____ PROVIDED PASSAGE
Textiles are among the world's most fragile artifacts. Clothing, assembled from textiles and others materials that can self-destruct, is even more difficult to care for. Additionally, throughout the centuries, numerous fabrics have been treated with chemical solutions meant to enhance their appearances. Silks, for example, were often weighted with metallic salts, mostly consisting of tin or iron. This practice was common as early as the 1750s. It was at it's peak of popularity in the
20th century and was practiced as late as the 1950s. Even with the best preservation efforts, these matallic salts eventually attack and break the fibers. Thus, careful handling becomes essential and any wearing of historic garments ill advised.


----------



## Lynn (Aug 23, 2005)

Deathstate.... thats one option I have in mind....

Now if I could only get that person to hang from the ceiling all night !!! I'd really have a great costume!  JK but if only ........... hehe


----------



## deathstate (Sep 5, 2008)

good luck I only know one way to get people to stay still and that's illegal


----------



## darkpenguincowboy (Sep 28, 2008)

idk how well it would actually work, but thought i would try my hand at solving this.

if you are familiar with vac-u-forming (i really hope i spelled it right) or had some way to gain acess to a machine, you could do a sturdy vacuform of a manequine's body sans the head (obviously humans couldnt be put under the machine)

This would leave you with a sturdy, clear plastic body form which would really look like a sealed plastic package, but would severely reduce movement. For the head you could use a stretchy fabric in front of the face, just close enough that they could press their face against it when the guests came through, but far enough away they wouldnt be constantly forced into it, raisng suffocation hazzards.

for the back you could use two overlapping pieces of stretchy black spandex, which would breathe as well as offer a quick exit in case of emergency, but still look relatively solid.

now this is just what immediately popped into my head, wether or not it would look good, or even be feasable is beyond me  sounds like it will be a great haunt though!


----------
________
____ SUPPLIED ENTRIES
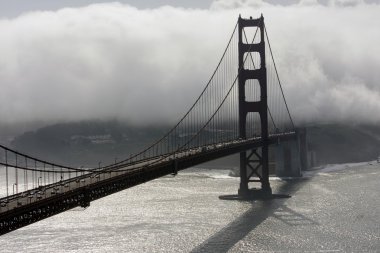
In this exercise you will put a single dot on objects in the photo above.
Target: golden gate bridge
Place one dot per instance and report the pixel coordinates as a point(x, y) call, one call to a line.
point(242, 109)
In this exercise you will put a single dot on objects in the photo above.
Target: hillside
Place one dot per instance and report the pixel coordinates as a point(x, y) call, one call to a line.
point(90, 142)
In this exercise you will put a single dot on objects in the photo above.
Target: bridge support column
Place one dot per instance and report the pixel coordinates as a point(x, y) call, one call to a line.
point(254, 167)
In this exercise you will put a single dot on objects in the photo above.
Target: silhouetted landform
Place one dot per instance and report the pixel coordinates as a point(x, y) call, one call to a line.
point(343, 143)
point(87, 143)
point(90, 142)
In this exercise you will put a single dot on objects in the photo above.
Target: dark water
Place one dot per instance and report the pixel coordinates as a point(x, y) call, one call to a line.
point(329, 211)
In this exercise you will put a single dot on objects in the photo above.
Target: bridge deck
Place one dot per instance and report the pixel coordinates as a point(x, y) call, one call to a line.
point(42, 202)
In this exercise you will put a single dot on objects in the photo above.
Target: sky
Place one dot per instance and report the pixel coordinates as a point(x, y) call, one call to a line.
point(147, 61)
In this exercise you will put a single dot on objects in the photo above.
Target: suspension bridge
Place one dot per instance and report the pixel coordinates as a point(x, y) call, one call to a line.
point(242, 109)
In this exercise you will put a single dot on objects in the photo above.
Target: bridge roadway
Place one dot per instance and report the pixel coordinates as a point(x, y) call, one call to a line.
point(36, 204)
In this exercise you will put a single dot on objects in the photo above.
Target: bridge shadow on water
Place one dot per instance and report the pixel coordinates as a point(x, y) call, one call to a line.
point(232, 233)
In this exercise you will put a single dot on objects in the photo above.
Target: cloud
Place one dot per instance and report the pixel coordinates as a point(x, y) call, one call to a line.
point(146, 66)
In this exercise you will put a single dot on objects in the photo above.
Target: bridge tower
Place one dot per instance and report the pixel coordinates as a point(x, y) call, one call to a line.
point(254, 164)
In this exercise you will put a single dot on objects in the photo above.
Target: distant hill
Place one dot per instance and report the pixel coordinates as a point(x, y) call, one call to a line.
point(89, 142)
point(335, 143)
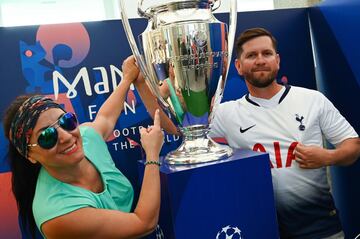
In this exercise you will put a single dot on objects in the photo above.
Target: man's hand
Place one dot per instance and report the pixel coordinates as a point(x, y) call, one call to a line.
point(312, 156)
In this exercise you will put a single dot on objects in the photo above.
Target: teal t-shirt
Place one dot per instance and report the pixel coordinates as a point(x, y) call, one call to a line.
point(54, 198)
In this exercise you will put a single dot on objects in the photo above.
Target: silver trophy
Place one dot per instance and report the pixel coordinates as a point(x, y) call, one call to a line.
point(184, 56)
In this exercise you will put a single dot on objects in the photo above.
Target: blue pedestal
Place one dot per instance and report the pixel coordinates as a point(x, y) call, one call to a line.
point(232, 196)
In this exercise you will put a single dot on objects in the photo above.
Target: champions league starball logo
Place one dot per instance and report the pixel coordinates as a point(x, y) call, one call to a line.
point(159, 233)
point(229, 232)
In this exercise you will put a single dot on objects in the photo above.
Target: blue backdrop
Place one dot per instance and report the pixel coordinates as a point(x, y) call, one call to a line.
point(337, 35)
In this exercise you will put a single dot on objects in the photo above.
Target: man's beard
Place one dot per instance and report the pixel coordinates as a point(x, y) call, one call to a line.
point(260, 82)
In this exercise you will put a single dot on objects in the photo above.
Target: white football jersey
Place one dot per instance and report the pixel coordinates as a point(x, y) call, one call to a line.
point(304, 204)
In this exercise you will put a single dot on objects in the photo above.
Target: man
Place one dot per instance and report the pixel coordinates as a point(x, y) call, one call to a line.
point(288, 122)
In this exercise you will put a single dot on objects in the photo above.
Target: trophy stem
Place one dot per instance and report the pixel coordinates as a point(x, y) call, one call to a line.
point(197, 147)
________
§ PROBLEMS TO WORK ON:
1/ List the username of every poster shown in a post header in the forum thread.
2/ Set down the passage of the forum thread from "Now if I could" up to and including "(Sep 5, 2008)".
This material was drawn from a separate source.

§ FULL ANSWERS:
1/
Lynn
deathstate
darkpenguincowboy

2/
Now if I could only get that person to hang from the ceiling all night !!! I'd really have a great costume!  JK but if only ........... hehe


----------



## deathstate (Sep 5, 2008)